Action item = Your output should be the entries below, from the first line up to and including the line with "Target: string light", reproduced exactly and with no other lines.

-------

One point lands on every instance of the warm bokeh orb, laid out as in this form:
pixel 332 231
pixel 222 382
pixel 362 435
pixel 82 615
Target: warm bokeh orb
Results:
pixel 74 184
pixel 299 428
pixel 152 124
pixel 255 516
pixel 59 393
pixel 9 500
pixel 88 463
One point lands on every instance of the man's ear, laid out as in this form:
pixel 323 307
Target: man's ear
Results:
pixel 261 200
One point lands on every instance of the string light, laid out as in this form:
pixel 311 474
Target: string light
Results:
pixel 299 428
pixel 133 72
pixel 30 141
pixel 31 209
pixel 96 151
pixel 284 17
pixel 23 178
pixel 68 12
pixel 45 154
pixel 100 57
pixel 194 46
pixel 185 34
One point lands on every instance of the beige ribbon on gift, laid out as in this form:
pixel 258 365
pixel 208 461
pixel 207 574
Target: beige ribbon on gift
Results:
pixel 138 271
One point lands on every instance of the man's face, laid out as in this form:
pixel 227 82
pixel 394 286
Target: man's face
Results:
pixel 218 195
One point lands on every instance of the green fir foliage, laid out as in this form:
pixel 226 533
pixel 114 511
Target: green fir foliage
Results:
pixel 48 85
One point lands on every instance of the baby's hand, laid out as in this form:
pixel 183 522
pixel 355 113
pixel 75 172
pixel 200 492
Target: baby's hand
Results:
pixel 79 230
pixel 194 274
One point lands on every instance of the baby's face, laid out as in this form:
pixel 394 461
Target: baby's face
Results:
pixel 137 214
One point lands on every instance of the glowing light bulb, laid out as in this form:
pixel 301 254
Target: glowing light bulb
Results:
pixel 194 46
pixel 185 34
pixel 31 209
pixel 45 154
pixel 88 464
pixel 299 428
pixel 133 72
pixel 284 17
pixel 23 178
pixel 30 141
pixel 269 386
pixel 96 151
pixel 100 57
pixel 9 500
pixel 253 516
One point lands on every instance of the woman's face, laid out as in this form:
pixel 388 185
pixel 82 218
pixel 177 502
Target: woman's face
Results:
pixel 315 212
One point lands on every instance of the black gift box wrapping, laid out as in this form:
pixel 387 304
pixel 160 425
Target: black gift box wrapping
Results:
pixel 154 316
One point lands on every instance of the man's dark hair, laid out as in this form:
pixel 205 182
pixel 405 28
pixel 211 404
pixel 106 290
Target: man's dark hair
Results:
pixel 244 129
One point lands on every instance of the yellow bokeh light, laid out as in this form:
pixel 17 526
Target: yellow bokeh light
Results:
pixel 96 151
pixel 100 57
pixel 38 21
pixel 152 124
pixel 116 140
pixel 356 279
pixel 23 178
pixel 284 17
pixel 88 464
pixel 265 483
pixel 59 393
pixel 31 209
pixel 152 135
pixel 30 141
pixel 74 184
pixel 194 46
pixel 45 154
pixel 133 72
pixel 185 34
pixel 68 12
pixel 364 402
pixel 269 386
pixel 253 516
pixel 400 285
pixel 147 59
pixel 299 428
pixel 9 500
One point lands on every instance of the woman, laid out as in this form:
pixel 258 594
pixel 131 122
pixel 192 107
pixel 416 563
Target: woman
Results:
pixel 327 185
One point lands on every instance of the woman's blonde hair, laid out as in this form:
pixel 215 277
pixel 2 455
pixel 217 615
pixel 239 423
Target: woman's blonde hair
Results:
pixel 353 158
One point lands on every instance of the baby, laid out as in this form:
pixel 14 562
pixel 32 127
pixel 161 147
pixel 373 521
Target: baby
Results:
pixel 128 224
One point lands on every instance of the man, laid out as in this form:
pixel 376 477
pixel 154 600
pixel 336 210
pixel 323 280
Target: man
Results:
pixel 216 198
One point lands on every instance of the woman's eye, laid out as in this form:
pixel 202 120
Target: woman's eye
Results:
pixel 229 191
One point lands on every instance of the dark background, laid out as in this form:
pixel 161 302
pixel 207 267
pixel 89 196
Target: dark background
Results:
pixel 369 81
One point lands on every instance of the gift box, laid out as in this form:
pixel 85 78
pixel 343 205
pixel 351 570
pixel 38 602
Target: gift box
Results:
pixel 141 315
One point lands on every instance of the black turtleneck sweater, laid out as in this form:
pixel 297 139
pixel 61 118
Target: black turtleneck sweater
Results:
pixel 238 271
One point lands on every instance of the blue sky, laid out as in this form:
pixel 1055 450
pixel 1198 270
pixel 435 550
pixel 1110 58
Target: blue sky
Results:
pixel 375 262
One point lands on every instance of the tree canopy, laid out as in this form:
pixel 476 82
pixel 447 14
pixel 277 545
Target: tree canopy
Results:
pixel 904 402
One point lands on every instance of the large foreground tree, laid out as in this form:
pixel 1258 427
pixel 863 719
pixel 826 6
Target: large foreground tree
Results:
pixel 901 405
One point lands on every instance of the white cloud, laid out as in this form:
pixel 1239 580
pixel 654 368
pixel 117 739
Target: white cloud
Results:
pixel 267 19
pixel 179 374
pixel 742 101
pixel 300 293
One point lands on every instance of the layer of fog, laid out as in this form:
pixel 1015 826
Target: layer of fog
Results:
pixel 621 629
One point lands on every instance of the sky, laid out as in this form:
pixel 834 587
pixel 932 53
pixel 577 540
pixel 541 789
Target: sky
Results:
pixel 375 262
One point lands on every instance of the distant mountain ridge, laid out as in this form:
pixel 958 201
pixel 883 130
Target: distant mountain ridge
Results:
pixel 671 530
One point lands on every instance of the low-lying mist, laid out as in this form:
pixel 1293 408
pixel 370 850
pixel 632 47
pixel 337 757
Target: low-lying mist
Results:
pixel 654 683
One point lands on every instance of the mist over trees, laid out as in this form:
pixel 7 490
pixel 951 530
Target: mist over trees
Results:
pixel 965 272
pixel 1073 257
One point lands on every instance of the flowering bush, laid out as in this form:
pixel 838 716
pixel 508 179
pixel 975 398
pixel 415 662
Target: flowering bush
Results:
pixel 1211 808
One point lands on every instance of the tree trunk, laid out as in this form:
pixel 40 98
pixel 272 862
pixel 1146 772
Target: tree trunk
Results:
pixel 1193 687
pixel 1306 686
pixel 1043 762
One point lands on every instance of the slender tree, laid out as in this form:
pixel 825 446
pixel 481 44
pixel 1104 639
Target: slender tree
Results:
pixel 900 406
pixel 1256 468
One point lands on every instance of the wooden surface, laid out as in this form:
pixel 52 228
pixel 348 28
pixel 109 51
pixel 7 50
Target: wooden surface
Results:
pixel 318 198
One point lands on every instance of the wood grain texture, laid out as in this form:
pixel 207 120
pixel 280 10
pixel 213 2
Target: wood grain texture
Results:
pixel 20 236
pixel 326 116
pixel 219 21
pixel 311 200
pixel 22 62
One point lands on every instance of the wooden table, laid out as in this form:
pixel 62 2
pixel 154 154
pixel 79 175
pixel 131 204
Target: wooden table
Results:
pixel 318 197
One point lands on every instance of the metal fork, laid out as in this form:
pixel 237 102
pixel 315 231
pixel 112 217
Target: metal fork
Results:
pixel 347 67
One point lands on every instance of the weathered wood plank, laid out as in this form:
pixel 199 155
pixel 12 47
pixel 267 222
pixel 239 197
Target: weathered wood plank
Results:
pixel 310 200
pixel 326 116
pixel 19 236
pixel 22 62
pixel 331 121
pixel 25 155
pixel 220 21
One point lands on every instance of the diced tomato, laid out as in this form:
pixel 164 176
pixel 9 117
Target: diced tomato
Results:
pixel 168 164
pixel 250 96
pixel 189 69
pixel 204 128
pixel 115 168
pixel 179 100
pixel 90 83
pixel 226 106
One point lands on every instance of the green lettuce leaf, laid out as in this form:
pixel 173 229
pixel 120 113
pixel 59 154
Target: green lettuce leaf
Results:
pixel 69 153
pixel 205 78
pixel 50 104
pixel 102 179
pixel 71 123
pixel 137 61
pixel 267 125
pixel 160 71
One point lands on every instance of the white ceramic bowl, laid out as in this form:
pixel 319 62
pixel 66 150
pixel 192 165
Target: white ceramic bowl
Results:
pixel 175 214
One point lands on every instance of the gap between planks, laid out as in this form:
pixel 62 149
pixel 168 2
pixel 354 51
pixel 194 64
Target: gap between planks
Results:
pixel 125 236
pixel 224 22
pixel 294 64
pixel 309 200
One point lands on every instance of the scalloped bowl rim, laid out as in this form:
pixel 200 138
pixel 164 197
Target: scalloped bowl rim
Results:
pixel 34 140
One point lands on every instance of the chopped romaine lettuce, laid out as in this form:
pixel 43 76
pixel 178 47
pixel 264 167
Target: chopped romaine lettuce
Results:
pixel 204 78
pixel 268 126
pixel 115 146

-------

Result for this task =
One point lands on every instance of the warm bokeh orb, laid out as in this form:
pixel 332 231
pixel 222 382
pixel 362 435
pixel 82 615
Target: warm bokeh orb
Results:
pixel 74 184
pixel 299 428
pixel 152 124
pixel 255 516
pixel 59 393
pixel 9 500
pixel 88 463
One point lands on every instance of the man's ear, laid out as in this form:
pixel 323 307
Target: man's ear
Results:
pixel 261 200
One point lands on every instance of the string light, laid out as in this form:
pixel 311 474
Target: string light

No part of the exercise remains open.